begin Data supplied
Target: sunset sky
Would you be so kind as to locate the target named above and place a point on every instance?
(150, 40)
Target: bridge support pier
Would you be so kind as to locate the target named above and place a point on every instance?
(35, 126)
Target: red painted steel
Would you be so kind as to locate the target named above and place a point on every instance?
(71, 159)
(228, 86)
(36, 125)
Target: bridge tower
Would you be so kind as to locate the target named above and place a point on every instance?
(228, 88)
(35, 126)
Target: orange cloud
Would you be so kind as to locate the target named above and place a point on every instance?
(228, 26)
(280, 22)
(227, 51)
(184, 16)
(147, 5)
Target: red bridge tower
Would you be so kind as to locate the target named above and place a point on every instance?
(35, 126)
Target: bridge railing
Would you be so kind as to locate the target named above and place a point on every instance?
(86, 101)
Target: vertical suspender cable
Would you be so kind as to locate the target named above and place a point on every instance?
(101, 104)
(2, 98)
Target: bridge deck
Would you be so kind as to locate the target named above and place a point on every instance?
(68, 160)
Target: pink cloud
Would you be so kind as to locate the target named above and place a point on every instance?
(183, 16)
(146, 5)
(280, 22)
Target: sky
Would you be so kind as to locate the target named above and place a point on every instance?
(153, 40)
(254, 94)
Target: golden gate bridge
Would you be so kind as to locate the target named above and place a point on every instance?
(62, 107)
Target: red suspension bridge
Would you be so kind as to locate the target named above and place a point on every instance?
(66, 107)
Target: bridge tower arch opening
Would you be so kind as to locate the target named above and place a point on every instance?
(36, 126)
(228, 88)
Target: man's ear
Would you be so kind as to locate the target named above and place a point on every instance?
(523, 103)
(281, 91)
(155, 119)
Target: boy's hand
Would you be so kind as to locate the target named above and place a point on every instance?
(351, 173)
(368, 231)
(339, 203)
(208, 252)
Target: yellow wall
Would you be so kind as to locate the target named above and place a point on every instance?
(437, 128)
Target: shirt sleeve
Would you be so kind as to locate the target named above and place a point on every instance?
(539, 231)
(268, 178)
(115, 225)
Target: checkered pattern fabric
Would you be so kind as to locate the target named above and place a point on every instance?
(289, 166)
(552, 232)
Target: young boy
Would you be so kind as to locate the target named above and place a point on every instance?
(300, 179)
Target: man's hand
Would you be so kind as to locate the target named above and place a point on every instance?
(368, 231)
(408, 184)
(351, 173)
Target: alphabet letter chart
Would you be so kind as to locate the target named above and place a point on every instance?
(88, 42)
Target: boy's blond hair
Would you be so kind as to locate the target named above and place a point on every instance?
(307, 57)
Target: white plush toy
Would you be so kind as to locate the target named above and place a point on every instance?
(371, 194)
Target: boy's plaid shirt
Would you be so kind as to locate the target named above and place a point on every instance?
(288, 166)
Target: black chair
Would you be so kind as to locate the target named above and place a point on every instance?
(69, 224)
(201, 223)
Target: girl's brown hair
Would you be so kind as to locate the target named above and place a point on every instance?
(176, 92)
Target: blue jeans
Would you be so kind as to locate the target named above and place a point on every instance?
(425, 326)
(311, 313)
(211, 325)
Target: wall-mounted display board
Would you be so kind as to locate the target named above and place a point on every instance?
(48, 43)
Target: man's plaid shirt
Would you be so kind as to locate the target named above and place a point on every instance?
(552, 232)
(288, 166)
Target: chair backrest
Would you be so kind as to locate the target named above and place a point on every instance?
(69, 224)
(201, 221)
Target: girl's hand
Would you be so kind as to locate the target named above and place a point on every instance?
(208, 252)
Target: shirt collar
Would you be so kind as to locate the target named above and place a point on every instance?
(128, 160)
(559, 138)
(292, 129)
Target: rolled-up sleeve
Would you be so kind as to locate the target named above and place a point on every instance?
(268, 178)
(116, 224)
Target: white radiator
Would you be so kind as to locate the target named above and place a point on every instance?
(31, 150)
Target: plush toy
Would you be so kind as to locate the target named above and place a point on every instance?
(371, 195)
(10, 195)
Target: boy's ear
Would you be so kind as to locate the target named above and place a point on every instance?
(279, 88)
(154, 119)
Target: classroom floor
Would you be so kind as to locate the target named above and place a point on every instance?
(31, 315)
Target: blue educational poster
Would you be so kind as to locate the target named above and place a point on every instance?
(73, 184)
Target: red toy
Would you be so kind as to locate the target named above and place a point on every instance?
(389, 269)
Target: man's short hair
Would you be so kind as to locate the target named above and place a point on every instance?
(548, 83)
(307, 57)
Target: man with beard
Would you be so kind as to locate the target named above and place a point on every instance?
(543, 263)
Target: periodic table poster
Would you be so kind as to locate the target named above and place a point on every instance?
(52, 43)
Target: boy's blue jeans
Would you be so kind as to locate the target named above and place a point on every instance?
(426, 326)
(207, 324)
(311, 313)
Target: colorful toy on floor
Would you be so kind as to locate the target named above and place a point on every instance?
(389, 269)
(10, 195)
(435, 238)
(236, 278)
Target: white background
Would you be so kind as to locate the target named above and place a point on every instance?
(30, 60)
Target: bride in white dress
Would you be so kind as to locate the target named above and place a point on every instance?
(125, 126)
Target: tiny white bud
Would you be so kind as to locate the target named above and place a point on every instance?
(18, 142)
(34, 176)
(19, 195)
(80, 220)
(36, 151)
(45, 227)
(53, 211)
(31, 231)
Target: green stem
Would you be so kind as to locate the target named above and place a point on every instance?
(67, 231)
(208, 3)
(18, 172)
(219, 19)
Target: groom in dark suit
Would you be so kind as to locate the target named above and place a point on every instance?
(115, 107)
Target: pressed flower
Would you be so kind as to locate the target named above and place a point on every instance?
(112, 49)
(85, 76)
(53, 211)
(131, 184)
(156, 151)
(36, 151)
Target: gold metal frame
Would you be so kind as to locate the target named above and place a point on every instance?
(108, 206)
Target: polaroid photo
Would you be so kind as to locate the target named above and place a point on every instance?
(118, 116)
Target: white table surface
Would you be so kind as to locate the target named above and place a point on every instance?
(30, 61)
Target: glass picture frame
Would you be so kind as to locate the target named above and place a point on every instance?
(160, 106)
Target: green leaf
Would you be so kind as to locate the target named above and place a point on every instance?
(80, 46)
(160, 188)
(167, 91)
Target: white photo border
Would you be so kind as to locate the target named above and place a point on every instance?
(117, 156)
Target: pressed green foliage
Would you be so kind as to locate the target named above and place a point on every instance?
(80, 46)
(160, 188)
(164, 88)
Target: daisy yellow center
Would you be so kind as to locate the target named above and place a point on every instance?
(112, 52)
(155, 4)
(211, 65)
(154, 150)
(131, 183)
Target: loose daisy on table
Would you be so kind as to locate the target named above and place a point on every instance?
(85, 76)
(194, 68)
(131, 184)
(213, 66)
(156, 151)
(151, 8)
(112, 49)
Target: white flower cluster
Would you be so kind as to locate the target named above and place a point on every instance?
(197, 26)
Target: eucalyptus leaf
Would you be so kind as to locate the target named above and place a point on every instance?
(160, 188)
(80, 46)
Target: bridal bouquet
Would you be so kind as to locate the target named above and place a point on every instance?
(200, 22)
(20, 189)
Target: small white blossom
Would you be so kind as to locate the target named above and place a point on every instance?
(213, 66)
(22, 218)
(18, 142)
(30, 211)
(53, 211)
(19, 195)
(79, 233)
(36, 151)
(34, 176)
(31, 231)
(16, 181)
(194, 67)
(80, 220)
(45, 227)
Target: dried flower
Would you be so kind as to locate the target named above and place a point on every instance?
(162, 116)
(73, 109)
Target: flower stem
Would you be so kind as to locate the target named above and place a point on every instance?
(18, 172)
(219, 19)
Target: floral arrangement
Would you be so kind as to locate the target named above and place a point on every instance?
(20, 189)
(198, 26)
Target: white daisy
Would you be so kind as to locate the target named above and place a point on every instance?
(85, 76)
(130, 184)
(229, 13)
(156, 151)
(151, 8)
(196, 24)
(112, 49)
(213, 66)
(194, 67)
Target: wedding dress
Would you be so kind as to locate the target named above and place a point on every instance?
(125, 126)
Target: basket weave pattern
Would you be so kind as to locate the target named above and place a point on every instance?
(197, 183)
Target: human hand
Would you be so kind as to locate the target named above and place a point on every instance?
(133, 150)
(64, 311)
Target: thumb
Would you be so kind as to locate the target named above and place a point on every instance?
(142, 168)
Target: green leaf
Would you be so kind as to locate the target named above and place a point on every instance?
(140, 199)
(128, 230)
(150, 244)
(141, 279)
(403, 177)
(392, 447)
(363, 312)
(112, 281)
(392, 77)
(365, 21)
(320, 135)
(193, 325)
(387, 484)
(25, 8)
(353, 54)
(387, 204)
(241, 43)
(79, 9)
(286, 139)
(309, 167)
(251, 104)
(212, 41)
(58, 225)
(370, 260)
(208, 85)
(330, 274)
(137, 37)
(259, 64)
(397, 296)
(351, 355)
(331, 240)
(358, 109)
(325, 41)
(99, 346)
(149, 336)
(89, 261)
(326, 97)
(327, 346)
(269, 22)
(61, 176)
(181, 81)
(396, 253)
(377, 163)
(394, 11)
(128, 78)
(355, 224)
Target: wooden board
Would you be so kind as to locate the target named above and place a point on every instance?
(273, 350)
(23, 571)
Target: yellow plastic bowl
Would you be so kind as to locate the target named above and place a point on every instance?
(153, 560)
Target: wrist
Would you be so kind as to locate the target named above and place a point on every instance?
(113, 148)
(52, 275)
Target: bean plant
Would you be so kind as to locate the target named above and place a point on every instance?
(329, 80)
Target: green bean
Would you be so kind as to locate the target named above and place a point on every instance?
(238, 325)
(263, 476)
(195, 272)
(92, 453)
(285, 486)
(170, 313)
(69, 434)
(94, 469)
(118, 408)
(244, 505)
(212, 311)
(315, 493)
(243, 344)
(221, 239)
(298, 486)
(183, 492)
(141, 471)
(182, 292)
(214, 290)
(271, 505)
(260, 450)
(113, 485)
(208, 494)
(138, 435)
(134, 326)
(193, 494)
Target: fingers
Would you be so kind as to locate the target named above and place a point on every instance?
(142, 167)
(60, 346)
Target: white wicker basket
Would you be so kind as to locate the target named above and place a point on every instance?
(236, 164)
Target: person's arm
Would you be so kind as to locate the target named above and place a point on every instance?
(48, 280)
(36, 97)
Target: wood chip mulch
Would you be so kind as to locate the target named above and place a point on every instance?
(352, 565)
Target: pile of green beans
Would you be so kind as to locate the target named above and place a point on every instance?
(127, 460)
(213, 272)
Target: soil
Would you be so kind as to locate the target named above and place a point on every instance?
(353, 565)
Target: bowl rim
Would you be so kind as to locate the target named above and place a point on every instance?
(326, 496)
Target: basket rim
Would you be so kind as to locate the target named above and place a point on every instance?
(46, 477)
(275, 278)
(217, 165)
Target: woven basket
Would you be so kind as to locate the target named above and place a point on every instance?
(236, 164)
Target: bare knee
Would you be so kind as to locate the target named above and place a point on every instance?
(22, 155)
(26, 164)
end Data supplied
* **Instructions to follow**
Copy out the lines from the line containing "Target: fingers" to the end of the listing above, without alteration.

* **Output for this task**
Target: fingers
Would you be so kind as to locate the target named above and place a point on every instance?
(142, 167)
(60, 346)
Target: white wicker basket
Would you be so kind as to locate the target named above and place a point on every instance?
(236, 164)
Target: person's arm
Would you be so kind as to locate the target named above and place a point on every instance?
(48, 280)
(36, 97)
Target: wood chip mulch
Would you be so kind as to locate the target named above and place a point on every instance?
(352, 565)
Target: pile of green beans
Would you be so kind as to locate the target named above and place a point on every instance?
(127, 460)
(213, 272)
Target: soil
Would you be so kind as to locate the target named above and place a point on every instance?
(353, 565)
Target: bowl rim
Would you be so kind as to locate the target named above and place a point on every instance?
(326, 496)
Target: basket rim
Would you be so kind as to locate the target named above and place a point on every instance?
(46, 477)
(275, 278)
(217, 165)
Target: woven basket
Would you be so kind as to locate the target named above and place a point on every instance?
(236, 164)
Target: bare knee
Would you be so kind as to locate the target named above and place a point on every instance?
(22, 155)
(26, 164)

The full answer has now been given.